_EXERCISE TASKS_
1. According to the story about Briggs the dog, how many different households helped the family when Briggs escaped?
2. Carry the story about Briggs the dog forward from its final line.

_PAGE EXCERPT_
What, exactly, was Briggs doing, you ask? Slowly, steadily, and silently releasing dense clouds of noxious gas. Pockets of reprehensibility so flagrant as to even be equipped with their own (and noticeably different) barometric pressures. Tiny, malodorous weather fronts of filth which were greatly disgusting my lovely wife. I looked over at my hound only to find him sprawled out on his bed, his mouth eerily agape, snoring like a bear.

Birggs

That’s right. Briggs was sleep-farting.

And he’s got other bad habits, too. Like going certifiably ape-shit each and every time an outsider bursts our domestic bubble. A knock at the back door, the ringing of the front doorbell, or even a barely audible conversation between two women taking a leisurely neighborhood stroll is enough to send Briggs into a frenzy. A full-blown gallop ensues, throw rugs helplessly askew in his wake, Briggs sliding out of control with each and every change of direction his dash requires, eventually culminating in his breathless arrival at wherever the action is, panting with desperate impatience while shamelessly rocking a solid inch-and-a-half of pink lipstick as he awaits our visitor with… um… excitement.

As soon as said visitor enters the house, Briggs’ll make a bee-line for the toy bin and deftly snatch whatever’s on top, before galloping back to his new friend with the welcome gift he’s selected, wrapped thoughtfully in his slobber. He’ll then circle our dumbfounded (and slightly frightened) guest with speeds that conjure up images of the Tasmanian Devil until he feels it’s just the right time to engage in a little world-class crotch-sniffing.

And I haven’t even touched upon his legendary dirty-diaper escapades. Briggs makes Marley look like one of Paris Hilton’s lap dogs. So the fact that Lovie was having a hard time adjusting to him early in our marriage wasn’t surprising at all. What was surprising, however, was that not only did she eventually accept Briggs, she also ended up liking him.

Pookie and Briggs during one of his calmer moments.

Briggs’s birthday is in December, and as each holiday season approaches, Lovie and I wonder if enough dog years have passed to notice a decrease in his high energy level. This year was sure to be the one, right? After all, he’d be seven. But, if anything, his energy level was even higher thanks to our broken invisible fence. Without it, we couldn’t even let Briggs go outside to blow off some steam without fearing he’d leave our property, barge into an unsuspecting neighbor’s house, and start dry humping their four-year-old.

So his outside activities were limited to bathroom-related engagements only. At least that was the plan. The actual outcome was that Briggs made countless escapes. No fewer than eight different households came to our assistance with either a phone call alerting us of his whereabouts, or in two cases, front-door delivery.

Everyone was very nice about it, but Lovie and I were all too aware that we had likely become “those neighbors.” In our minds, three two-year olds is pretty much a good enough excuse to let anything slide a little bit. But it’s not like others realize what we’re up against. (except for one family–shout out to the Huneycutts) So I was always embarrassed whenever we got one of the dreaded phone calls and often turned to humor as a way of masking my shame.

Ring-ring.

“Hello.”

“John, it’s Anne. I think I see Briggs across the street in the Baker’s yard. He’s sniffing around their nativity scene. He’s right beside the three wise men.”

“Well, at least it’s comforting to know that he’s keeping good company, right Anne?”

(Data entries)
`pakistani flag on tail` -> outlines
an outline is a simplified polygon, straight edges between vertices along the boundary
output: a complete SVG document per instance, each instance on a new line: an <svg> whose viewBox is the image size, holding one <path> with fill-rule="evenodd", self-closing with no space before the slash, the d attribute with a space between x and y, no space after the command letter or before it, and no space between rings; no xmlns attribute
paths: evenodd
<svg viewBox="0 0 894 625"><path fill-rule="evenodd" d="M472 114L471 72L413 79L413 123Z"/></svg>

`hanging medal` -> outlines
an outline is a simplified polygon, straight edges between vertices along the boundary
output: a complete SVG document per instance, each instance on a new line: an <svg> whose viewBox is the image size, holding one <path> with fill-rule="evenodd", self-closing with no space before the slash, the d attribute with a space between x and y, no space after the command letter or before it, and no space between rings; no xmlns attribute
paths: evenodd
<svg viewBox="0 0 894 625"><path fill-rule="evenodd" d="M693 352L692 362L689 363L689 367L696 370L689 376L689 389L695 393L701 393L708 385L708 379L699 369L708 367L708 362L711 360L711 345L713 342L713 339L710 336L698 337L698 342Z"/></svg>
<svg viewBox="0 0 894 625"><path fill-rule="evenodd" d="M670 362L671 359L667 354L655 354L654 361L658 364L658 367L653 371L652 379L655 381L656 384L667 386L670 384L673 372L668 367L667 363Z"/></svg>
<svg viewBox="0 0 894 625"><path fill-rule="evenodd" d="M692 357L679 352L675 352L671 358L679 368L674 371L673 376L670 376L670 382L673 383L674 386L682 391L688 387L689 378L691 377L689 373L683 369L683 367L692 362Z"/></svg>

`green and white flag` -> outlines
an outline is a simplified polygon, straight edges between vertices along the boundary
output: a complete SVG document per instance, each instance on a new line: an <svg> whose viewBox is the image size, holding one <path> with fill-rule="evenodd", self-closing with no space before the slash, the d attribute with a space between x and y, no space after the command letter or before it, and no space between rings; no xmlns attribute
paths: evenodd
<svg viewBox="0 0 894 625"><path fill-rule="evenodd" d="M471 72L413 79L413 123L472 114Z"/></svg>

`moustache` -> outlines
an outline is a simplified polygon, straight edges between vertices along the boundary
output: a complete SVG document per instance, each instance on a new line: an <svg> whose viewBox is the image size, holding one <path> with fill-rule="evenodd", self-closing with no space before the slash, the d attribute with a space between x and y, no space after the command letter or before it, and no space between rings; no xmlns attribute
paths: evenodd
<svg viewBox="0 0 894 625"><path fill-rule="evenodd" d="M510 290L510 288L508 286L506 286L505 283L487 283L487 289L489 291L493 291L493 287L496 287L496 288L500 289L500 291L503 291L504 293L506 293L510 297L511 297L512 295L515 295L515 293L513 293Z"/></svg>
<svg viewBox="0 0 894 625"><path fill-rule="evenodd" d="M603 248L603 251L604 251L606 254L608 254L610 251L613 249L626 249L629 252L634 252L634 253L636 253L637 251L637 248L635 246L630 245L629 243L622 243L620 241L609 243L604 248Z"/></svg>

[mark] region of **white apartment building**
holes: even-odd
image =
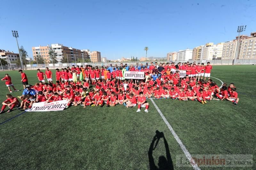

_EXPECTED RESPONSES_
1. No fewer than eight households.

2.
We finally got the fence fixed in January. But our relentless brown hero has grown so enchanted with his neighborhood jaunts that he’s decided such strolls are easily worth the jolt of electricity he’ll endure as he hurdles through our invisible barrier to embark upon one. So we’ve been keeping him inside again, unless, of course, it’s time for him to use the bathroom. But having been burned in the past, we’re often skeptical when he whines as if he needs to go. Ever the clever hound, he’s taken to offering up undeniable proof of his plight via large piles discretely left beside the side door.

And that’s where we are right now. At just two and a half years old, all three of our little guys are going poo poo in the potty while their dog is droppin’ the deuce on the kitchen floor. I wonder if we could somehow teach Briggs how to use the toilet.

The Bathroom Attendant

I usually get home from work at around six o’clock. And at our house, that can only mean one thing.

There’s a potty goin’ on.

For by that time, our triplets have finished their dinner and are required to take a turn on the potty before their bath. “You have a new and important role,” Lovie casually informed me the other night. “I’ve officially appointed you our Bathroom Attendant.”

Sounds good to me. I’ve been dealing with shit at work all day long. I guess it only makes sense that I should do the same at home.

Our potty-training initiatives have actually gone pretty well. So well that our toddlers wear their big boy and big girl pants every waking moment, only donning the diapers whenever it’s time for nite-nite. To get them to this point, we had to employ a reward system. They get one M&M whenever they go pee pee, and if they “make it happen,” they receive a cookie.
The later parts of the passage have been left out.